- Exercises to complete:
(1) Please list every statement in the text on talking to teenagers that is introduced by the word "yes."
(2) Write the next part of the text on talking to teenagers, starting right after its last sentence.

====== Passage to read

So when you, the gross non-teen, uses their slang, it just sounds wrong because of your gross non-teenness. Worse, if you're correctly using teenage slang that means you have studied it, which is just about the lamest thing anyone has ever done.
So what should you do? Talk to them like an adult. This is a pretty safe play, because teens want to be adults, due to how shitty being a teenager is. They won't necessarily respect or listen to you ...
"WOMP WOMP WOMP. WAHM WAHM wah WAM WAMP WAMP."
... but at least talking to them this way won't actively insult them or embarrass you.
#4. Don't Remind Them That You Were Young Once Too
Yes, you were their age once. And yes, you know what they're going through. And yes, you made all the mistakes they're about to make. And goddammit, if they would just listen and accept your wisdom, they might just make a better life for themselves. It's a great theory, and has just one problem.
You're old and you suck.
Coolness is subjective; it's entirely in the eyes of the beholder. If you see someone who does things you want to do and hangs out with people you want to hang out with, that person is cool in your eyes. Which means that, as a non-teen whose body is visibly decomposing, you probably aren't cool in a teen's eyes. You don't hang out with people they want to hang out with, or do things they want to do, or have things they want to have. You might have a car, but that's about it. More importantly, this is all a present-tense calculation; things you did in the past don't count. And even if you tried doing cool things today, as is the case with slang, you're limited by age appropriateness considerations.
Past a certain age, about 31 or so, it becomes less cool to smoke behind the gym.
Also, no you don't know exactly what they're going through. There are big differences between now and when you were that age. Hell, there are big differences between now and 10 years ago. Remember when kids weren't supposed to post pictures or talk about their personal lives online? A teen trying to avoid that these days would be pecked to death by their peers.

============
====== Extracted entries

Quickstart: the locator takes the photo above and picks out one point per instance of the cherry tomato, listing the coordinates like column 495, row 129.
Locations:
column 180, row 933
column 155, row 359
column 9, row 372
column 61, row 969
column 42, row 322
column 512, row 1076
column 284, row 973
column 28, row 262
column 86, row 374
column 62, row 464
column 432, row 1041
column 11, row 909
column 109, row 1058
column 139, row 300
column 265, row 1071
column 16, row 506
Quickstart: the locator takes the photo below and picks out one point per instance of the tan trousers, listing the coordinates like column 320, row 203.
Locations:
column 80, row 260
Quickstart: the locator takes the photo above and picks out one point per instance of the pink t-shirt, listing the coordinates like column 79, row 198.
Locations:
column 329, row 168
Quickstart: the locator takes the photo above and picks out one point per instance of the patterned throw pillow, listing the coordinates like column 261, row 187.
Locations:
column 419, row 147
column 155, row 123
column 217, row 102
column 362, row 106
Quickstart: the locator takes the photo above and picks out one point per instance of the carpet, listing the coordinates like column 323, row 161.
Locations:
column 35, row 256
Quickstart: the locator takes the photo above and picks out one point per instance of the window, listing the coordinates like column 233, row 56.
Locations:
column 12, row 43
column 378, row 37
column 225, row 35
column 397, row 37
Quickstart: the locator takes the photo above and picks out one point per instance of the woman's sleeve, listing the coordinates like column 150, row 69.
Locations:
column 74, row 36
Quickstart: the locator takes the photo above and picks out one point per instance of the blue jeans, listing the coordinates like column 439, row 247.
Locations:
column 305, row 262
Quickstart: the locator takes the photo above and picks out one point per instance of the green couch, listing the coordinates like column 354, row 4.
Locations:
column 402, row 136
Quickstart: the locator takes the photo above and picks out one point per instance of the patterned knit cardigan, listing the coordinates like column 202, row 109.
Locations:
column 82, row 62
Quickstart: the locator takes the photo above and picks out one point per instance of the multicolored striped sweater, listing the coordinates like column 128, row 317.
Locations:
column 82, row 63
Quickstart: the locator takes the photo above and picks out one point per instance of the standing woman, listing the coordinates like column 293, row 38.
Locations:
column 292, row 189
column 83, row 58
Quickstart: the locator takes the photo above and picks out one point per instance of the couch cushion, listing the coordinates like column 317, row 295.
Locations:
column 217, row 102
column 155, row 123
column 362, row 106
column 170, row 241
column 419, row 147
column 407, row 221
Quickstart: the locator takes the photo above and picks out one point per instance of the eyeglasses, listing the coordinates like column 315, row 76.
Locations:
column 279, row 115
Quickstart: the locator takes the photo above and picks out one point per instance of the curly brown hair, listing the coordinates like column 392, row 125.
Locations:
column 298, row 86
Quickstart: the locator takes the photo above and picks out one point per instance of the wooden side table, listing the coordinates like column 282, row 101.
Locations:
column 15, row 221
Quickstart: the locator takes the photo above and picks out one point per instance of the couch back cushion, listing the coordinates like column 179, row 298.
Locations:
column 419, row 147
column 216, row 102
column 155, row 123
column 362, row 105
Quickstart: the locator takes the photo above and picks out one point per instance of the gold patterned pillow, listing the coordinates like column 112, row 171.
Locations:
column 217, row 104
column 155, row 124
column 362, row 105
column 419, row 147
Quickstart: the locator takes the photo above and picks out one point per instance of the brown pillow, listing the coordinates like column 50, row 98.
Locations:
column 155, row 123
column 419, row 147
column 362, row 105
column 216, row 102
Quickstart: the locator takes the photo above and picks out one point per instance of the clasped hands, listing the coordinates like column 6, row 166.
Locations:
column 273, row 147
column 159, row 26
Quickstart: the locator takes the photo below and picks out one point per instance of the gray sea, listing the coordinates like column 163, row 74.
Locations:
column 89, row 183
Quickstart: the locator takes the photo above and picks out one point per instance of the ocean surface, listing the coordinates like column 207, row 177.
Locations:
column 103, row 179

============

- Per-task outputs:
(1)
- You were their age once.
- You know what they're going through.
- You made all the mistakes they're about to make.

(2)
And not only is your life advice unwelcome and inaccurate, it's also potentially counterproductive. Because ...
#3. We Shouldn't Tell Them Anything
Teens don't just want to figure stuff out on their own, they need to. It's a necessary part of growing up; when you're an adult, you have to figure things out on your own all the time.
This is a big reason why teens seem to tune out adults, even when we have really smart things to say. Studies have shown that all our efforts to educate teens about the risks they take with drugs and alcohol and unprotected sex don't seem to change their behavior at all. As soon as the school assembly is over, the damn fools rush out to the parking lot to engage in risky behavior like siphoning MDMA off each other's gonads.
Or levitating dangerously into the air.
So let them figure things out on their own. If you have something to say to a teen, don't just say it with words, like some kind of asshole. Lay out an elaborate system of riddles and clues that they have to decipher. They'll tune you out if you try to sit them down at a kitchen table, but they will never forget the madcap dash they made across the country, piecing together a cipher that lead them to a dusty tomb and a weathered scroll that read "ALWAYS WEAR A CONDOM."